Iso/iec Jtc1/sc2/wg2 N2556 A. Administrative B. Technical General
ISO/IEC JTC1/SC2/WG2 N2556
2002-12-04
Universal Multiple-Octet Coded Character Set
International Organization for Standardization
Organisation internationale de normalisation
еждународная организация по стандартизации
Doc Type: Working Group Document
Title:
Revised proposal to encode the Avestan and Pahlavi script in the UCS
Source:
Michael Everson
Status:
Individual Contribution
Action:
For consideration by JTC1/SC2/WG2 and UTC
Date:
2002-12-04
A. Administrative
1. Title
Revised proposal to encode the Avestan and Pahlavi script in the UCS.
2. Requester’s name
Michael Everson
3. Requester type (Member body/Liaison/Individual contribution)
Individual contribution.
4. Submission date
2002-12-04
5. Requester’s reference (if applicable)
N1684
6. Choose one of the following:
6a. This is a complete proposal
No.
6b. More information will be provided later
Yes.
B. Technical -- General
1. Choose one of the following:
1a. This proposal is for a new script (set of characters)
Yes.
Proposed name of script
Avestan and Pahlavi.
1b. The proposal is for addition of character(s) to an existing block
No.
1b. Name of the existing block
2. Number of characters in proposal
87
3. Proposed category (see section II, Character Categories)
Category B.1.
4a. Proposed Level of Implementation (1, 2 or 3) (see clause 14, ISO/IEC 10646-1: 2000)
Level 3.
4b. Is a rationale provided for the choice?
Uses combining characters.
4c. If YES, reference
5a. Is a repertoire including character names provided?
Yes.
5b. If YES, are the names in accordance with the character naming guidelines in Annex L of ISO/IEC 10646-1: 2000?
Yes.
5c. Are the character shapes attached in a legible form suitable for review?
Yes.
1
6a. Who will provide the appropriate computerized font (ordered preference: True Type, or PostScript format) for
publishing the standard?
Michael Everson.
6b. If available now, identify source(s) for the font (include address, e-mail, ftp-site, etc.) and indicate the tools used:
Michael Everson, Fontographer.
7a. Are references (to other character sets, dictionaries, descriptive texts etc.) provided?
No.
7b. Are published examples of use (such as samples from newspapers, magazines, or other sources) of proposed
characters attached?
No.
8. Does the proposal address other aspects of character data processing (if applicable) such as input, presentation,
sorting, searching, indexing, transliteration etc. (if yes please enclose information)?
No.
9. Submitters are invited to provide any additional information about Properties of the proposed Character(s) or
Script that will assist in correct understanding of and correct linguistic processing of the proposed character(s) or
script. Examples of such properties are: Casing information, Numeric information, Currency information, Display
behaviour information such as line breaks, widths etc., Combining behaviour, Spacing behaviour, Directional
behaviour, Default Collation behaviour, relevance in Mark Up contexts, Compatibility equivalence and other Unicode
normalization related information. See the Unicode standard at http://www.unicode.org for such information on other
scripts. Also see Unicode Character Database http://www.unicode.org/Public/UNIDATA/UnicodeCharacter
Database.html and associated Unicode Technical Reports for information needed for consideration by the Unicode
Technical Committee for inclusion in the Unicode Standard.

● **Goal of the exercise**: Decide whether each statement agrees with the Avestan and Pahlavi proposal form above: (a) the proposal covers 87 characters; (b) the form declares itself a complete proposal; (c) the form names Fontographer as a tool used for the font. Answer yes or no for each and quote the words of the form that decide it.

● **Supplied data**:
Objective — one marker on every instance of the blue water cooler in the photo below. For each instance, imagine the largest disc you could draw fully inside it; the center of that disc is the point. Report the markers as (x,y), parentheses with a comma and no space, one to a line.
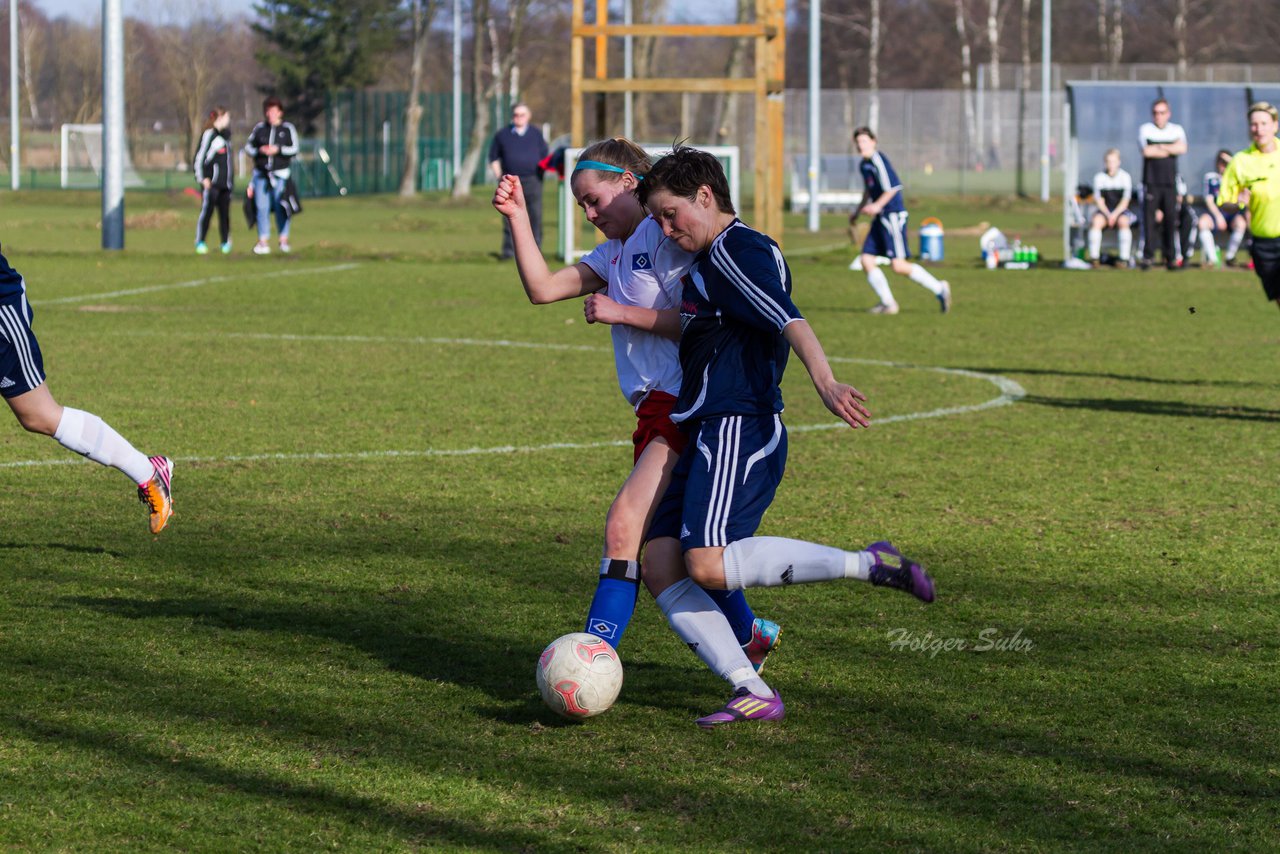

● **Exercise answer**:
(a) Yes: "2. Number of characters in proposal" is answered "87".
(b) No: "6a. This is a complete proposal" is answered "No."
(c) Yes: the font source is given as "Michael Everson, Fontographer."